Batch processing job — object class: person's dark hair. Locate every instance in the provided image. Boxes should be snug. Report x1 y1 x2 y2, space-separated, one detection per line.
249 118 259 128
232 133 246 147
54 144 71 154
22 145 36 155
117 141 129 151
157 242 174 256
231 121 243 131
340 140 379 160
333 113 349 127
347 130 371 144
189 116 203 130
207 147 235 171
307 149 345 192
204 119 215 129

...

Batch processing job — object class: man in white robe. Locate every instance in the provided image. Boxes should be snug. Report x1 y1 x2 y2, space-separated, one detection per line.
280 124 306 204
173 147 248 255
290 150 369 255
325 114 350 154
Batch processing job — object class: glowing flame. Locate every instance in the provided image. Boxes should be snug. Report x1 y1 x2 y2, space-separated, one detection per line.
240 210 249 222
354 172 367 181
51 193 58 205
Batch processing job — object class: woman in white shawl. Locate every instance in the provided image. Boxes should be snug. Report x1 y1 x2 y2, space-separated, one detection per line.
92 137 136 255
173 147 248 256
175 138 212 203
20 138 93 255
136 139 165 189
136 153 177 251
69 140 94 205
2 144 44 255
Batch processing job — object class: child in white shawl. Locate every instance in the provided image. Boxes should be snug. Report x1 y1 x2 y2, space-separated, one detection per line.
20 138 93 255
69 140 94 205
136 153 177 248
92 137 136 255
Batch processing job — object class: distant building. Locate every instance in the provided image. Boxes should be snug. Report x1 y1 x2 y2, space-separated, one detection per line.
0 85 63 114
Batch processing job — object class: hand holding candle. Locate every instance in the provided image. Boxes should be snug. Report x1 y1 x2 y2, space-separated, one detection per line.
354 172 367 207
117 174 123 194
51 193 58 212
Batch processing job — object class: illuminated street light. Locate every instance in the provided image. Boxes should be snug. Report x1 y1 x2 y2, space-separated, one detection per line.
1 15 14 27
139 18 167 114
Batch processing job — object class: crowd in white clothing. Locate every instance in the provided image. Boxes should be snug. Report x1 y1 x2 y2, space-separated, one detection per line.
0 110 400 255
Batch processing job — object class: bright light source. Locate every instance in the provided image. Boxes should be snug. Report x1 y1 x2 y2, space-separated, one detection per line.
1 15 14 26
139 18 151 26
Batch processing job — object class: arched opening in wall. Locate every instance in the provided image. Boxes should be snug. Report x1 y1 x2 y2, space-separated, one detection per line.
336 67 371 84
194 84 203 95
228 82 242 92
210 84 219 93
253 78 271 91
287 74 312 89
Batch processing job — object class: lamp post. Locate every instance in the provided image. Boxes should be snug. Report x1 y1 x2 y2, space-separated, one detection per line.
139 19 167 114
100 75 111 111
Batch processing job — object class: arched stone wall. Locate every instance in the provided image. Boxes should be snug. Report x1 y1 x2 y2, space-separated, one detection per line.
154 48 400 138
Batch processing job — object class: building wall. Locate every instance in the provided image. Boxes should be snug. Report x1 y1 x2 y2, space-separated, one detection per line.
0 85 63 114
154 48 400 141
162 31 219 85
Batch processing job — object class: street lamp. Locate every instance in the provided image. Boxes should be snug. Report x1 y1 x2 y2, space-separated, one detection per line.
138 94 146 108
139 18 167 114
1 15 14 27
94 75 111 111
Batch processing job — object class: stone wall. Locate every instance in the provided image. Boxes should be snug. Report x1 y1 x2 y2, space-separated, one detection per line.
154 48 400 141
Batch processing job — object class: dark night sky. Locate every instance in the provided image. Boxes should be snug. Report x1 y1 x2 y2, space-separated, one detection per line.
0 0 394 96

▶ **TO BE DONE**: Reproduce the listing verbatim, starting at the line that contains "Batch processing job — object class: person's" and ending at the line that contains "204 119 215 129", with both of those lines included.

▶ **REPLY TO THE EXERCISE**:
Batch processing job — object class: person's dark hair. Locate every instance in the provided image. Boxes should be snug. Report x1 y1 x2 y2, space-separated, one detection per line.
249 118 259 128
232 133 246 147
54 144 71 154
22 145 36 155
117 141 129 151
157 242 174 256
231 121 243 131
340 140 379 160
333 113 349 127
347 130 371 144
189 116 203 130
207 147 235 171
307 149 345 192
204 119 215 129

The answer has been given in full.